■ **INPUT DATA**
=== Begin Enclosure ===
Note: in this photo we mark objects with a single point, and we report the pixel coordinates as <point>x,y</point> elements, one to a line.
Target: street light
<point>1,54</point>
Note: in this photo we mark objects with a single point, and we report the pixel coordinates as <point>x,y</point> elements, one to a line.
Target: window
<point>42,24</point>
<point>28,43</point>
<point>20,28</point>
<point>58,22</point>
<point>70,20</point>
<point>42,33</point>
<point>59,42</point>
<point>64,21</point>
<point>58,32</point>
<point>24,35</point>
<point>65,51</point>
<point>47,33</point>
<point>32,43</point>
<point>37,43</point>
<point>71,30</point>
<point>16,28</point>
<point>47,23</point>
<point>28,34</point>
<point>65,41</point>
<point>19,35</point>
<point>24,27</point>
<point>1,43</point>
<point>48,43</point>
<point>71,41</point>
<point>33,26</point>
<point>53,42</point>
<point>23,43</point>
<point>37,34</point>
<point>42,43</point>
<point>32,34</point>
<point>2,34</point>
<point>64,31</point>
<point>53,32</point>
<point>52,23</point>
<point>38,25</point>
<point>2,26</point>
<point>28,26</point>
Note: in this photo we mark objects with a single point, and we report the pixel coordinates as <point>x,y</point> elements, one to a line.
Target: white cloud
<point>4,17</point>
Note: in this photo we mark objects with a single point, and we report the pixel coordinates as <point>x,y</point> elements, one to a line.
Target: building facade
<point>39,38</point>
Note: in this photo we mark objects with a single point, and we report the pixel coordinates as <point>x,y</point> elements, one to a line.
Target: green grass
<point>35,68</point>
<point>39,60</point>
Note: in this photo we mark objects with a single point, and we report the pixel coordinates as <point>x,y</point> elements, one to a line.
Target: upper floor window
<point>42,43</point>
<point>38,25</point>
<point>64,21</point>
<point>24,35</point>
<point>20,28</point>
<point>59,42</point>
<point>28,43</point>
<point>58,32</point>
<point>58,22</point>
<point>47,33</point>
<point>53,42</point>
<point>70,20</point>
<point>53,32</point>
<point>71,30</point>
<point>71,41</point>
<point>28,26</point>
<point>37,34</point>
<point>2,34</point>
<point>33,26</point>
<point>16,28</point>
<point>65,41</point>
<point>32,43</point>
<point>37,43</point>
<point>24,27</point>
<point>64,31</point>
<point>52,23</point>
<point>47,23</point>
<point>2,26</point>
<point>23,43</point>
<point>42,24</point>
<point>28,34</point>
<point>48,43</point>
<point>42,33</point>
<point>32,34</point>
=== End Enclosure ===
The response should contain each record above, retyped exactly.

■ **SOLUTION TO THIS EXERCISE**
Note: in this photo we mark objects with a single point, and we report the pixel coordinates as <point>x,y</point> elements, one to a line.
Target: street light
<point>1,54</point>
Note: in this photo we mark objects with a single point, and we report the pixel coordinates as <point>x,y</point> elements, one to a line.
Target: window
<point>42,24</point>
<point>28,43</point>
<point>20,28</point>
<point>58,22</point>
<point>70,20</point>
<point>42,33</point>
<point>59,42</point>
<point>64,21</point>
<point>58,32</point>
<point>24,35</point>
<point>65,51</point>
<point>47,33</point>
<point>32,43</point>
<point>37,43</point>
<point>71,30</point>
<point>16,28</point>
<point>47,23</point>
<point>28,34</point>
<point>65,41</point>
<point>19,35</point>
<point>24,27</point>
<point>1,43</point>
<point>48,43</point>
<point>71,41</point>
<point>33,26</point>
<point>53,42</point>
<point>23,43</point>
<point>37,34</point>
<point>42,43</point>
<point>32,34</point>
<point>2,34</point>
<point>64,31</point>
<point>53,32</point>
<point>52,23</point>
<point>38,25</point>
<point>2,26</point>
<point>28,26</point>
Note: in this photo we mark objects with a single point, and we report the pixel coordinates as <point>x,y</point> elements, one to a line.
Target: white cloud
<point>4,17</point>
Note: in this photo we mark objects with a single point, and we report the pixel coordinates as <point>x,y</point> elements, one to a line.
Target: building facade
<point>39,38</point>
Note: in this photo we mark objects with a single point, and we report the pixel coordinates as <point>x,y</point> elements, one to a line.
Target: green grass
<point>35,68</point>
<point>39,60</point>
Note: in this photo we mark objects with a single point, and we report the pixel coordinates as <point>x,y</point> elements, one to a line.
Target: upper floor window
<point>42,43</point>
<point>38,25</point>
<point>64,21</point>
<point>24,35</point>
<point>20,28</point>
<point>59,42</point>
<point>28,43</point>
<point>58,32</point>
<point>58,22</point>
<point>47,33</point>
<point>53,42</point>
<point>70,20</point>
<point>53,32</point>
<point>71,30</point>
<point>71,41</point>
<point>28,26</point>
<point>37,34</point>
<point>2,34</point>
<point>33,26</point>
<point>16,28</point>
<point>65,41</point>
<point>32,43</point>
<point>37,43</point>
<point>24,27</point>
<point>64,31</point>
<point>52,23</point>
<point>47,23</point>
<point>2,26</point>
<point>23,43</point>
<point>42,24</point>
<point>28,34</point>
<point>48,43</point>
<point>42,33</point>
<point>32,34</point>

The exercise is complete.